▶ [Set exercise 1]: In the Spark filter notes, what should func return when used with flatMap?
▶ [Set exercise 2]: Continue the Spark filter notes from the point where they stop.

Here are some more Filter examples

#Only want lines with ERROR in them
logData = sc.textFile(logFile).cache()
errors = logData.filter(lambda line: "ERROR" in line)

Using a Function this would be

def is_error(line):
    return "ERROR" in line
errors = logData.filter(is_error)


logData = sc.textFile(logFile).cache()
errors = logData.filter(is_error)

Functions can access objects in enclosing scopes, although modifications to those objects within RDD methods will not be propagated back:

Multiple matches

error_keywords = ["Exception", "Error"]
def is_error(line):
    return any(keyword in line for keyword in error_keywords)
errors = logData.filter(is_error)

Filter on Number Data looks like

[(0, 'Junk'),
 (1, 'Junk'),
 (2, 'Junk'),
 (3, 'Junk'),
 (4, 'Junk'),
 (5, 'Junk'),
 (6, 'Junk'),
 (7, 'Junk'),
 (8, 'Junk'),
 (9, 'Junk')]

To Only take values < 5....

sc.parallelize(zip(range(10),["Junk"]*10)).filter(lambda x: x[0]< 5).collect()

FlatMap

Defn: flatMap(func)

Similar to map, but each input item can be mapped to 0 or more output items (so func should return a Seq rather than a single item).

▶ [Material provided]:
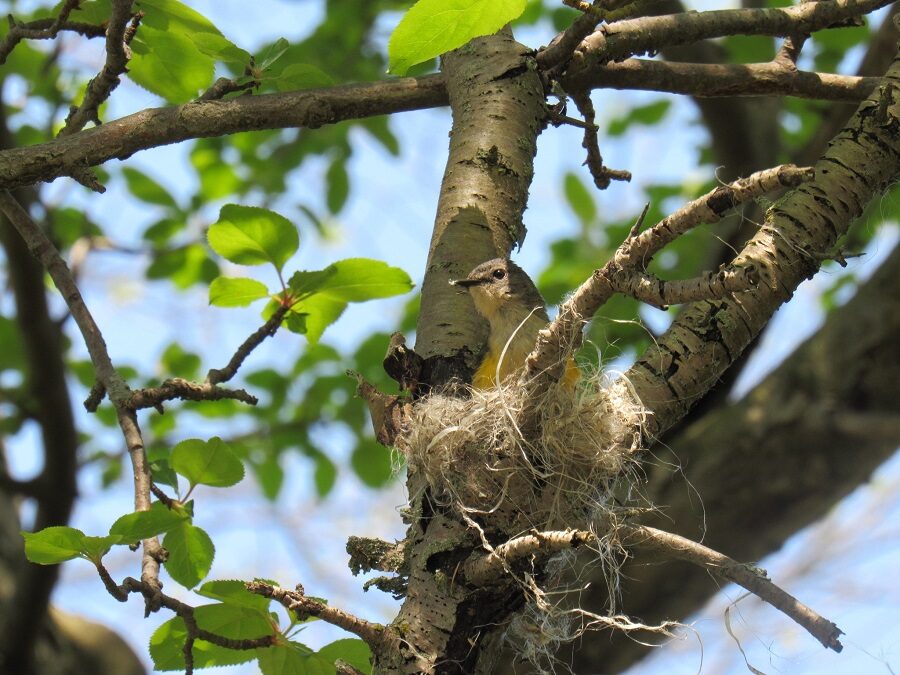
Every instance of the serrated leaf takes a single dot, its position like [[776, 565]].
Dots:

▶ [Written reply 1]: A Seq rather than a single item.

▶ [Written reply 2]:
code=sc.textfile('README.md')
#Now transform using a Map
codelist=code.flatMap(lambda x: x.split())

mapPartitions

Defn: mapPartitions(func)

Similar to map, but runs separately on each partition (block) of the RDD, so func must be of type Iterator[T] => Iterator[U] when running on an RDD of type T.

This function seems to work best when using yield - which is used as a Python Iterator.

data = [ [1, 2, 3], [3,2,4], [5,2,7]]

def MaxList(partition):
    for e in partition:
        yield max(partition)

distData = sc.parallelize(data)
distData.mapPartitions(MaxList).collect()

You should see

3,4,7

mapPartitionsWithSplit

Defn: mapPartitionsWithSplit(func)

Similar to mapPartitions, but also provides func with an integer value representing the index of the split, so func must be of type (Int, Iterator[T]) => Iterator[U] when running on an RDD of type T.

This functions appears to be deprecciated - replaced with mapPartitionWithIndex

Sample

Defn: sample(withReplacement, fraction, seed)

Sample a fraction fraction of the data, with or without replacement, using a given random number generator seed.

rdd_data=sc.parallelize(range(1000))
rdd_data.sample(False,0.1,100).collect()

Union

Defn: union(otherDataset)

Return a new dataset that contains the union of the elements in the source dataset and the argument.

ds1 = [1, 2, 3]
ds2 = [9,8,7]
rrd1 =sc.parallelize(ds1)
rrd2 =sc.parallelize(ds2)


rrd3=rrd1.union(rrd2)
rrd3.collect()

Distinct

Defn:

distinct([numTasks])) Return a new dataset that contains the distinct elements of the source dataset.

ds1 = [1, 2, 3]
ds2 = [1,2,3,9,8,7]
rrd1 =sc.parallelize(ds1)
rrd2 =sc.parallelize(ds2)


rrd3=rrd1.union(rrd2)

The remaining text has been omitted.